▸ **YOUR ASSIGNMENT**: Pick up the abstract below on ciprofloxacin ocular inserts and carry it forward from its final sentence.

▸ **PAGE EXTRACT**:
☆ ☆ ☆ ☆ ☆
Preparation and comparison of antibiotic inserts by electrospinnig and solvent casting as potential ocular drug delivery vehicles

Shiva Taghe,1,* Shahla mirzaeei,2

1. Student Research Committee School of Pharmacy, Kermanshah University of Medical Sciences, Kermanshah, Iran
2. Pharmaceutical Sciences Research Center, School of Pharmacy, Kermanshah University of Medical Sciences, Kermanshah, Iran



Ciprofloxacin (cpfx) is a fluoroquinolone antibiotic against external infections of the eye, such as conjunctivitis, bacterial keratitis and keratoconjunctivitis. in addition to high potency, a desirable characteristic of topical fluoroquinolones is that concentration of the antibiotic should be maintained for sufficient long time above the minimum inhibitory concentration for relevant pathogens. efficacy of the ophthalmic fluoroquinolone products, mostly aqueous solutions, is limited by poor ocular bioavailabilitz, compelling the frequent dosing regimen and the concomitant patient compliance. drug delivery systems that improve the time spent staying on the cornea can have a significant impact. the recovery time before the cornea can increase the absorption of drugs through the perylum tissue. the availability of an improved drug can reduce the frequency of drug use. ophthalmic inserts are defined as sterile preparations, with a thin, multilayered, drug-impregnated, solid or semisolid consistency devices placed into cul-de-sac or conjuctival sac and whose size and shape are especially designed for ophthalmic application. nanofibers (nfs) are ultrafine solid fibers notable for their very small diameters. they have significantly large surface area to volume ratio, porosity, surface functionality, and superior mechanical properties. sodium alginate was chosen as a vehicle for ophthalmic formulations since it exhibits several favourable biological properties such as biodegradability and non-toxicity. a prolonged precorneal residence of formulations containing alginic acid was looked for, not only because of its ability to gel in the eye, but also due to its mucoadhesive properties. several researchers have developed nanofibers of pva by electrospinning because pva has good fiber-forming characteristics. the aim of the present work was to develop cpfx loaded ocular nanofiber and solvent cast polymeric inserts (scis) composed of blends of pva, and alginate and evaluate and comparison of their potential for ophthalmic drug delivery.
☆ ☆ ☆ ☆ ☆
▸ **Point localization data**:
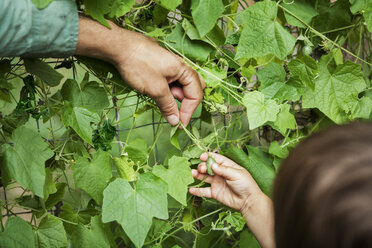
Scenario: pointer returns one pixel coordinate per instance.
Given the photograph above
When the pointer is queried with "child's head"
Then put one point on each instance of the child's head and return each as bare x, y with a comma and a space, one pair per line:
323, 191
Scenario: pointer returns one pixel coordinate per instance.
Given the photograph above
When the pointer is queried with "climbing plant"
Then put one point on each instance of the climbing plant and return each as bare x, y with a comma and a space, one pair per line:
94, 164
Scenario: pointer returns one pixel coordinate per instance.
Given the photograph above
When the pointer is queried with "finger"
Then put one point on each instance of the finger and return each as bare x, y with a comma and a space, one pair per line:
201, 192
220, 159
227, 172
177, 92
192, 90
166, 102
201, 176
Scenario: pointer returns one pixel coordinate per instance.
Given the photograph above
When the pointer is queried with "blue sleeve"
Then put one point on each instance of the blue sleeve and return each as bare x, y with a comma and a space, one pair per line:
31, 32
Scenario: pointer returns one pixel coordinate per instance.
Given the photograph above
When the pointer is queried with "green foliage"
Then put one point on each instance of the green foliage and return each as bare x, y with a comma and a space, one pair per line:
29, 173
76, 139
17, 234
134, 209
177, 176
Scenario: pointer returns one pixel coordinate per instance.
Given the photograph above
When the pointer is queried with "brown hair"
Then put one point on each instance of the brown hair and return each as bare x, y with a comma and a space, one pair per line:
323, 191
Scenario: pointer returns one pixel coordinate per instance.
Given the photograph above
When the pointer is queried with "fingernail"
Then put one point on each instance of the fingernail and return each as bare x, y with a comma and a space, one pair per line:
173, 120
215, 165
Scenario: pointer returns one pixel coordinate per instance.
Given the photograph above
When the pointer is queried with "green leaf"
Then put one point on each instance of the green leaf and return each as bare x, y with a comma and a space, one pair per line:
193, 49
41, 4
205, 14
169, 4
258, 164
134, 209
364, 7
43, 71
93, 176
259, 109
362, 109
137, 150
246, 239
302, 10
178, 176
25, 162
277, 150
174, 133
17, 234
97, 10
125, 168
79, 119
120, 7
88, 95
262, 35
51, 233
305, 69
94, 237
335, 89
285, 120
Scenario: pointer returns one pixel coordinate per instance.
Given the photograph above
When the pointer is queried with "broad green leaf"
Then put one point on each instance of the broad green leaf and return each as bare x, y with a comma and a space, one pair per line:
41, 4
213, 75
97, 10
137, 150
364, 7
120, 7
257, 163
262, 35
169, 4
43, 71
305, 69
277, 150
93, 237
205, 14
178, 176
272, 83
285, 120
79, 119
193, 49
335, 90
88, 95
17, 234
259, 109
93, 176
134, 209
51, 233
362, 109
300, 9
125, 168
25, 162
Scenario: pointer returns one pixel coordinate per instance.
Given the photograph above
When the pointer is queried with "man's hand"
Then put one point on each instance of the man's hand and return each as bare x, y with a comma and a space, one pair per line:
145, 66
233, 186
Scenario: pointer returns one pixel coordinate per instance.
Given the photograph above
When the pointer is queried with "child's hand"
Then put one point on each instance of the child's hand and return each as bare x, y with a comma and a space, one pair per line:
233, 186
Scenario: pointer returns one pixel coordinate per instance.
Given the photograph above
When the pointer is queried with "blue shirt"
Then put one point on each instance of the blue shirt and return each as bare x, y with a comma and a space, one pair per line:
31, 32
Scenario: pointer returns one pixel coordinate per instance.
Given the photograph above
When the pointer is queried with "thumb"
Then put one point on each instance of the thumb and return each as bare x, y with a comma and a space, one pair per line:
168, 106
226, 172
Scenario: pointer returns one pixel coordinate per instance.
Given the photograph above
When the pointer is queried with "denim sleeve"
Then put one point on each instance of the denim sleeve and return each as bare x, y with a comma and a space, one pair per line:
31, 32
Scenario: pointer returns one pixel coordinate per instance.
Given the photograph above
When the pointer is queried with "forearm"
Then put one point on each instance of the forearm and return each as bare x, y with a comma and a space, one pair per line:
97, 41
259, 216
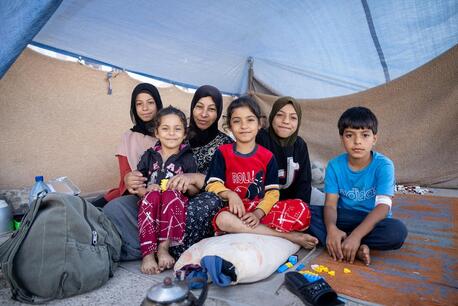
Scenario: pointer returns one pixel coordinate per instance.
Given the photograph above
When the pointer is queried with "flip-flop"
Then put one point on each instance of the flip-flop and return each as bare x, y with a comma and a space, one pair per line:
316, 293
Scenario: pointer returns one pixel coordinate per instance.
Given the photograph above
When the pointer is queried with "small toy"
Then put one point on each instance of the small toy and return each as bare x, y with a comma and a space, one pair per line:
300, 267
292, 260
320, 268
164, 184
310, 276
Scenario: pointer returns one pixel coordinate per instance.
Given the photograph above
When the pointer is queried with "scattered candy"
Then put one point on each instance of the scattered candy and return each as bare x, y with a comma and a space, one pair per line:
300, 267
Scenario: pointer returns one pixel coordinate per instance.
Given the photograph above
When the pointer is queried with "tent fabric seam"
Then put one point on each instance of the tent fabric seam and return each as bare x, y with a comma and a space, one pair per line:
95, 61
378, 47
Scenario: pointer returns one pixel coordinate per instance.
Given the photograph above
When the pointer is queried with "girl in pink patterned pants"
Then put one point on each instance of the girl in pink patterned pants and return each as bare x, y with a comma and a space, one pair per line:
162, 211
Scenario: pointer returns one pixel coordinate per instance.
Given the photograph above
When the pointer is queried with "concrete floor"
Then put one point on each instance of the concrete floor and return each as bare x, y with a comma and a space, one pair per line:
☆ ☆ ☆ ☆ ☆
▸ **OUTPUT**:
Nanofiber and solvent cast inserts of ciprofloxacin were fabricated using a blend of alginate (alg) and poly-vinyl alcohol (pva) contained 10% drug. for preparation of nanofibers, pva-alg solutions were loaded with the flow rate of 1.5 ml/h in to a 10 ml syringe attached to a circular-shaped polyethylene capillary tube with an inner diameter of 0.1 mm. the high voltage supply of 30kv was applied to the metallic needle, and the aluminum foil was used to collect the electrosprayed samples. nozzle to collector distance was adjusted to 18 cm. for solvent cast polymeric inserts ( scis) preparation, the pva-alg solutions were poured on an acrylic mold and were placed on a leveled surface at 60°c temperature and let dry for 12 h. inserts were characterized for morphology, thickness, infrared (ir) spectroscopy, and in vitro drug release. ciprofloxacin concentration was determined spectrophotometrically at λmax of 275nm.the inserts were sterilized by uv radiation for 15 minutes and tested for sterility.


Nanofibers were found to be smooth, homogeneous and uniform. the smooth surface of nfs would be favorable for the ocular use compared to non-homogenous and rough surface scis. the rough surface of scis was also evident from the sem image. scis were found to be brittle and posed difficulty in handling. on the contrary, nfs possessed good folding endurance and this makes the insert safe and comfortable for ocular use. the thicknesses of cpfx-loaded nfs were found to about 100 μm, respectively with good folding endurance. inserts prepared using the solvent casting technique was brittle with thickness values greater than 200 μm. the inserts were found to be sterile for up to 30 days. in case of scis and nfs, the major peaks observed in the spectrum of the inserts are due to either alg or pva. the error bars in nfs are smaller representing the consistent and predictable release of the drug from inserts. the cpfx loaded nfs exhibited sustained release of the drug for more than 36 hours and could be used as a suitable alternative for treating of external infections of the eye.


Based on the results obtained, we conclude that nanofibers are better than inserts obtained by solvent casting technique and could be utilized as a potential delivery system for treating anterior segment ocular diseases and are capable of delivering drugs in a sustained.


Nanofibers, ocular drug delivery, ciprofloxacin, solvent cast polymeric inserts.